• [Work instructions]: Please copy out all lines of the entries that contain the word "loadImage".

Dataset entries
........

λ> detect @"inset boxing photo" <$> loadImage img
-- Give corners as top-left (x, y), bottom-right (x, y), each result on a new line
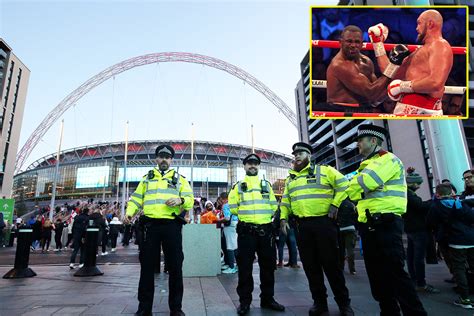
top-left (310, 6), bottom-right (468, 119)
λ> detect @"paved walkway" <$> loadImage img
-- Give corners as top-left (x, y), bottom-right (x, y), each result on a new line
top-left (0, 245), bottom-right (472, 315)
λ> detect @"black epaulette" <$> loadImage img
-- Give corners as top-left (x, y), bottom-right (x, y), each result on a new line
top-left (147, 170), bottom-right (155, 180)
top-left (231, 182), bottom-right (239, 190)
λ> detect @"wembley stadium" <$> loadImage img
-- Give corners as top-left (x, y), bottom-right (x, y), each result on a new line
top-left (12, 140), bottom-right (293, 203)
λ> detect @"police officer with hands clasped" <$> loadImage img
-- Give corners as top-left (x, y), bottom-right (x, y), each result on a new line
top-left (280, 142), bottom-right (354, 316)
top-left (127, 144), bottom-right (194, 316)
top-left (228, 153), bottom-right (285, 315)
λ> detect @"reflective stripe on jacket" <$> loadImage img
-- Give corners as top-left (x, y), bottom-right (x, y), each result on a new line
top-left (228, 175), bottom-right (277, 224)
top-left (347, 151), bottom-right (407, 223)
top-left (126, 168), bottom-right (194, 219)
top-left (280, 163), bottom-right (348, 219)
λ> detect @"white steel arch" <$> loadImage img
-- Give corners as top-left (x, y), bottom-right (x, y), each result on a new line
top-left (15, 52), bottom-right (297, 174)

........

• [Answer box]:
λ> detect @"inset boxing photo" <$> loadImage img
λ> detect @"paved walkway" <$> loadImage img
λ> detect @"black epaulette" <$> loadImage img
λ> detect @"wembley stadium" <$> loadImage img
λ> detect @"police officer with hands clasped" <$> loadImage img
λ> detect @"reflective stripe on jacket" <$> loadImage img
λ> detect @"white steel arch" <$> loadImage img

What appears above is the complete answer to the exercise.